▶ **Texto dado**:

++++++++

Los diez años de revolución pueden resumirse en un terror y matanzas casi continuas, guerra civil y con el exterior y ruina del país. Cada paso obligaba a ir más allá en la "audacia", so pena de que el impulso se paralizase y derrumbase. La revolución invocó los tres famosos principios de Libertad, Igualdad y Fraternidad, valores de raigambre cristiana, inteligibles para cualquier ser humano, y extremadamente sugestivos. Pero en los hechos fue lo opuesto. La libertad fue negada a la gran mayoría, a menos que siguiera a los radicales; no había la menor igualdad entre la inestable y vertiginosa oligarquía dirigente y la masa del pueblo, que sufría crecientes privaciones y hambre debido al desorden y a la inflación inducidas por medidas disparatadas y era alimentada con consignas cada vez más extremas, indicándole "enemigos del pueblo" más o menos fantasmales; y la fraternidad no existió ni siquiera entre los revolucionarios, que se mataron generosamente entre sí. La distancia entre la triple consigna y la práctica indica mucho. La consigna funcionaba como un espejismo que incitaba a ir más allá en las violencias, y como un arma mágica en manos de quienes detentaban el poder, hasta no significar nada, o lo contrario de lo que pretendía.
En su lógica interna, la libertad, en términos absolutos, no concuerda con la igualdad, ya que consiste en diferenciarse de los "iguales". Y ni de una ni de otra, así planteadas, podía brotar fraternidad alguna. Se invocaba la razón y la lógica se esfumaba. Razón y ateísmo adquirían un tinte mesiánico, redentor, hasta animista. Los derechos especificados en la célebre Declaración nunca habían sido pisoteados con más empeño.

++++++++

▶ **Contenido de registros**:
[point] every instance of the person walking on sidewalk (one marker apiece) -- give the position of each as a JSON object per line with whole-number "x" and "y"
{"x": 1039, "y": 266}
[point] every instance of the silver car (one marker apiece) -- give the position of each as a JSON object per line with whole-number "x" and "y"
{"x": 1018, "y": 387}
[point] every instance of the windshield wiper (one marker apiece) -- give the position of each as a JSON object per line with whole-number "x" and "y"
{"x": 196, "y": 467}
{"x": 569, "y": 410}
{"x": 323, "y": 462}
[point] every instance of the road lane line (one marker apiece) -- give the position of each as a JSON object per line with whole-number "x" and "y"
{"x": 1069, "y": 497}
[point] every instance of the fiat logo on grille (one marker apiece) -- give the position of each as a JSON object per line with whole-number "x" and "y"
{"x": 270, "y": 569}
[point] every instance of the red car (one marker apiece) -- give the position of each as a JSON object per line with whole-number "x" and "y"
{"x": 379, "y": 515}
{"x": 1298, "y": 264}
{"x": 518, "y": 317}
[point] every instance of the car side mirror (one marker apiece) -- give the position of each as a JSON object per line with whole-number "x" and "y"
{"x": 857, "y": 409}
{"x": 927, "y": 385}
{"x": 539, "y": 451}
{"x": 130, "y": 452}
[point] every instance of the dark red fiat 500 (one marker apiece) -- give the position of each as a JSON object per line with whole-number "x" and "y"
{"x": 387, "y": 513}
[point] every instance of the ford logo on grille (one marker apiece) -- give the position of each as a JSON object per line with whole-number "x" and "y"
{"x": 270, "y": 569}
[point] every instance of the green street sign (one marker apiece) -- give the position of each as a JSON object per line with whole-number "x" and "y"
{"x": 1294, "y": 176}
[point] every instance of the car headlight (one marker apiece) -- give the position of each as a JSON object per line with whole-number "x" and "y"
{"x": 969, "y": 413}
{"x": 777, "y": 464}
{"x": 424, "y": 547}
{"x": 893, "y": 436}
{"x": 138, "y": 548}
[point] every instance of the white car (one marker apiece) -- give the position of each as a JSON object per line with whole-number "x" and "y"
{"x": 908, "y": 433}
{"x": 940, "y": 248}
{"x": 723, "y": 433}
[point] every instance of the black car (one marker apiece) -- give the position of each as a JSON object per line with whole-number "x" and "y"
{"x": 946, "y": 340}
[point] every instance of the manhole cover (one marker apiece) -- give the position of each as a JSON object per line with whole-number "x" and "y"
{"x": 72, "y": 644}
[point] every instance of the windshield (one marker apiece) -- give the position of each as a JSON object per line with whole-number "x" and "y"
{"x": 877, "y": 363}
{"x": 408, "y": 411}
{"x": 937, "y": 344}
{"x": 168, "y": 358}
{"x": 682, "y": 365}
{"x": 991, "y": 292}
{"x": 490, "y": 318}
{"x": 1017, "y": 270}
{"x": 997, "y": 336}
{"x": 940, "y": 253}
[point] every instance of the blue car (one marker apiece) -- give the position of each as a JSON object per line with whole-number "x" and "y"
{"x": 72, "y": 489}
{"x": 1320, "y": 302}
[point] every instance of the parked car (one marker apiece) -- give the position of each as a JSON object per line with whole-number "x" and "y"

++++++++

▶ **Instrucción escrita A**:
Indica si cada afirmación concuerda con el texto sobre la revolución, respondiendo sí o no y citando literalmente las palabras del texto que lo deciden: (i) la revolución duró diez años; (ii) la fraternidad existió al menos entre los revolucionarios; (iii) la libertad en términos absolutos concuerda con la igualdad.
▶ **Instrucción escrita B**:
Cita sin cambios los registros desde la línea que contiene "[point] every instance of the blue" hasta el final de los registros, ambos extremos incluidos.

▶ **Respuesta escrita A**:
(i) Sí: «Los diez años de revolución pueden resumirse en un terror y matanzas casi continuas».
(ii) No: «la fraternidad no existió ni siquiera entre los revolucionarios».
(iii) No: «la libertad, en términos absolutos, no concuerda con la igualdad».

▶ **Respuesta escrita B**:
[point] every instance of the blue car (one marker apiece) -- give the position of each as a JSON object per line with whole-number "x" and "y"
{"x": 72, "y": 489}
{"x": 1320, "y": 302}
[point] every instance of the parked car (one marker apiece) -- give the position of each as a JSON object per line with whole-number "x" and "y"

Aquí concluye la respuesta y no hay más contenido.